# [MATERIAL FOR THIS EXERCISE]

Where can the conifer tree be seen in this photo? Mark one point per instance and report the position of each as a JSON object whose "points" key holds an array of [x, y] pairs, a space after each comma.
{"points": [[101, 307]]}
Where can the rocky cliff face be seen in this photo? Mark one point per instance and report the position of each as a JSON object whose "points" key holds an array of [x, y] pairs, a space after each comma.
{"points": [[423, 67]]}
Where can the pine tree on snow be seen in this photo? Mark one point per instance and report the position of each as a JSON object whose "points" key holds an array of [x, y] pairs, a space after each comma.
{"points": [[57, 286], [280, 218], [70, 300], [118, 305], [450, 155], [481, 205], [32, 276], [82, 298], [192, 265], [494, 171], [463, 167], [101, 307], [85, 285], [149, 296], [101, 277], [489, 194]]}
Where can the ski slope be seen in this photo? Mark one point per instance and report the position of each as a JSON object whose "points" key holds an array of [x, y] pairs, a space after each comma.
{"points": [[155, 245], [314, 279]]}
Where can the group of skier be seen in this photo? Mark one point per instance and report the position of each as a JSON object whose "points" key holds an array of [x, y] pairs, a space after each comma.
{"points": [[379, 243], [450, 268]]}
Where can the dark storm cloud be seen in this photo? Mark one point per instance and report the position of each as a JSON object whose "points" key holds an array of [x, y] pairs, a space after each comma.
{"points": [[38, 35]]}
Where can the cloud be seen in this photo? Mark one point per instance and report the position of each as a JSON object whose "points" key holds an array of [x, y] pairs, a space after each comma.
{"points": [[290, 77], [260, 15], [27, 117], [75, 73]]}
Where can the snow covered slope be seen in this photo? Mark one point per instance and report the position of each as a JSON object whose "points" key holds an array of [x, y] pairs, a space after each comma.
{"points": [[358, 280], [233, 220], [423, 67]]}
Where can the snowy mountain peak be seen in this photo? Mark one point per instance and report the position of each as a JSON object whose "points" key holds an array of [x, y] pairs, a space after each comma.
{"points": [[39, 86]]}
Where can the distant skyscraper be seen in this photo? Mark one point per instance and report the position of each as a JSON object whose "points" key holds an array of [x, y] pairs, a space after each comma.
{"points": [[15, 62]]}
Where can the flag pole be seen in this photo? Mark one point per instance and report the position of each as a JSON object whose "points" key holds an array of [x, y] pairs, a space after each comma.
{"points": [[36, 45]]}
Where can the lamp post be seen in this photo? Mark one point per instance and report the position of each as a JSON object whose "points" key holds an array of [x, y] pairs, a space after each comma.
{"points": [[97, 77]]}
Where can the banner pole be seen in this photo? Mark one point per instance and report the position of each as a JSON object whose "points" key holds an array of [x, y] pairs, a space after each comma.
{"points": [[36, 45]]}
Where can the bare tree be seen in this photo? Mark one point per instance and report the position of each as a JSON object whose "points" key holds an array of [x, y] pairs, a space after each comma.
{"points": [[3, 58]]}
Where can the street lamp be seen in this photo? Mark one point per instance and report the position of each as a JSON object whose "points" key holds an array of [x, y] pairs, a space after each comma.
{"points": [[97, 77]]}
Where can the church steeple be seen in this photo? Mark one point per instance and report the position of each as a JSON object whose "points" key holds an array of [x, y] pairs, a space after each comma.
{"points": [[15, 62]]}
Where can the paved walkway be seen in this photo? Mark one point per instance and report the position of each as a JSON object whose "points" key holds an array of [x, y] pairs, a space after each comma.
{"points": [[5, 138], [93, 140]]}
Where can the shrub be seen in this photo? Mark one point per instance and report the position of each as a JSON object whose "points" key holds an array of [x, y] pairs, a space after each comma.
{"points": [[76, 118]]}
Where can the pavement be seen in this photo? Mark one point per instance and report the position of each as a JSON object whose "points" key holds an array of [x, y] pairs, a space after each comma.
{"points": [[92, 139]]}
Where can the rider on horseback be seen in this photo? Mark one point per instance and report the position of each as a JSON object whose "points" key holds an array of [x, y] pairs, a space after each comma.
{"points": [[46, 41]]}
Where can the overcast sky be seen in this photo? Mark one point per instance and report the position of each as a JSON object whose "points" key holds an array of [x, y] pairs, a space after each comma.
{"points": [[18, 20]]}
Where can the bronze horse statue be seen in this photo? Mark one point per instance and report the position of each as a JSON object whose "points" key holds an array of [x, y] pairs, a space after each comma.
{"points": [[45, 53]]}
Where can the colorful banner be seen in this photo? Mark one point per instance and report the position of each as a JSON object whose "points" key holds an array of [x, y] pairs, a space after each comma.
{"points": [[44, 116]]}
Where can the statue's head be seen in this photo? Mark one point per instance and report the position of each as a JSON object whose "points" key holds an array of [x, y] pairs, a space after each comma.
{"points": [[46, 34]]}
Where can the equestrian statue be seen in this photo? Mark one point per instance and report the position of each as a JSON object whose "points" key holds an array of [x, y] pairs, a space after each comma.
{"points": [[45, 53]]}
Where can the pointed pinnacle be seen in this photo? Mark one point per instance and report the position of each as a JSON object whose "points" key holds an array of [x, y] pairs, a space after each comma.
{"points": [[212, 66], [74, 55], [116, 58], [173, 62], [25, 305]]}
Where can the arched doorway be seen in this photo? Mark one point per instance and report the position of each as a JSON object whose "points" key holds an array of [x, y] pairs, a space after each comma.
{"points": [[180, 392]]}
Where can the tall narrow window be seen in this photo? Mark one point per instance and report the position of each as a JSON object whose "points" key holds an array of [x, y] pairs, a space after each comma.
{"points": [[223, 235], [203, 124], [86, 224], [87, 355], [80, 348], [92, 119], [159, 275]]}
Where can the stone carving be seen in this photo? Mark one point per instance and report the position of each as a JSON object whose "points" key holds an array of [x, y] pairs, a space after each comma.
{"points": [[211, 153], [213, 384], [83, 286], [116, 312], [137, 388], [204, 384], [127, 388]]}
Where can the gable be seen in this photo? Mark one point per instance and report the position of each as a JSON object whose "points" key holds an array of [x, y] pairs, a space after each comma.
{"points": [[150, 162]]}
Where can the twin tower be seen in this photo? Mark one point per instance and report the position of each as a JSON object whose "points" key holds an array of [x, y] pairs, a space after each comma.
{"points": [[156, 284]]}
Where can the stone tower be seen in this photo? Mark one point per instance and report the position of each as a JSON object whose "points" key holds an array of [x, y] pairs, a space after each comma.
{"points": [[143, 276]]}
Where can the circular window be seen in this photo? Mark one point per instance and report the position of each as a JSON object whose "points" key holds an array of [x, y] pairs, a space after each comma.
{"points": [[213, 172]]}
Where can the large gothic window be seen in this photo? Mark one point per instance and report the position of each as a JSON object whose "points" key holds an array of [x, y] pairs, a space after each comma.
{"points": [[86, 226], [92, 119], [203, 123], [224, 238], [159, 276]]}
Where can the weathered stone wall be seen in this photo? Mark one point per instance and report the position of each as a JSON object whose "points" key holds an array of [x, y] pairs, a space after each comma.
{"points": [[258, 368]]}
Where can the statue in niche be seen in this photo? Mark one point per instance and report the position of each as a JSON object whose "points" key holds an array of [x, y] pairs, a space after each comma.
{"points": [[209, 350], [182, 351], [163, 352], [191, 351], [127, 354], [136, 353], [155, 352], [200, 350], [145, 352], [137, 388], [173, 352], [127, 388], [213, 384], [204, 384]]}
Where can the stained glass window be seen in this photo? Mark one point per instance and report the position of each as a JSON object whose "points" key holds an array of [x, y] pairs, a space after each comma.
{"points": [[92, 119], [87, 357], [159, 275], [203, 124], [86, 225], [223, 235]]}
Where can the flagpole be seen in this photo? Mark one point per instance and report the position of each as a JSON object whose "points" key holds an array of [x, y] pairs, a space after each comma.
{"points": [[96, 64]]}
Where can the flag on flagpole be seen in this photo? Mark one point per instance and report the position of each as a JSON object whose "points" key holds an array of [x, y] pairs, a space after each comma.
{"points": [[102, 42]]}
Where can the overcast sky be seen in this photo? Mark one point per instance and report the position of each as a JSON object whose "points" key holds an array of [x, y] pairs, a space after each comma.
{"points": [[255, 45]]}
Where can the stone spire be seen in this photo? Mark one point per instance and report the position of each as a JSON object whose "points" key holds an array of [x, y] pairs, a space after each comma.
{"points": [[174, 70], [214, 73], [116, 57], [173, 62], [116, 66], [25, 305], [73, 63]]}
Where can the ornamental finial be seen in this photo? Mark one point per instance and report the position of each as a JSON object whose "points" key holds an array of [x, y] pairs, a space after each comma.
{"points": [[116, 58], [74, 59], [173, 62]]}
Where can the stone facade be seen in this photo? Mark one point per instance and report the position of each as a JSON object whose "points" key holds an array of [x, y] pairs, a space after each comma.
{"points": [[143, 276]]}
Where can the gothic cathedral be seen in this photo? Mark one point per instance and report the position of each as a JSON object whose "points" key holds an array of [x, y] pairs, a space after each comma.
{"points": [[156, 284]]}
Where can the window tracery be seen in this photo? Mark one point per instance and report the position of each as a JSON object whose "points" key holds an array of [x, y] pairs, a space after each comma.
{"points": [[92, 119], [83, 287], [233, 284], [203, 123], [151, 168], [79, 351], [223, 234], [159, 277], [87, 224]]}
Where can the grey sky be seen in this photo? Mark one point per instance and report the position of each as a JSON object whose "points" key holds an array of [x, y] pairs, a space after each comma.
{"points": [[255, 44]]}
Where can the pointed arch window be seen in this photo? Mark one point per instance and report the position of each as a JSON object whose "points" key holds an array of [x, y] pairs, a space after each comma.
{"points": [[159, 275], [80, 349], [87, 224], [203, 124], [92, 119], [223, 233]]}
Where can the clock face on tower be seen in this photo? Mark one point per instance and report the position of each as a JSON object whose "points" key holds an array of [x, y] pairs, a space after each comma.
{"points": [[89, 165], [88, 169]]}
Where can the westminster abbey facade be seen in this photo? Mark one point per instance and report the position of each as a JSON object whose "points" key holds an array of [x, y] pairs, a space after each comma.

# [PROBLEM DESCRIPTION]
Give back exactly the lines running from the line containing "Where can the clock" through the end of the material above, both included, and nothing beyond them.

# [REPLY TO THE TASK]
Where can the clock face on tower be seen in this photo? Mark one point per instance and report the position of each as a JSON object whose "points" key holds an array of [x, y] pairs, a space after each comma.
{"points": [[89, 165], [88, 169]]}
Where can the westminster abbey facade be seen in this photo? Mark one point per instance and report the position of each as a JSON object whose "points" key holds an array of [x, y] pairs, a space after each comma.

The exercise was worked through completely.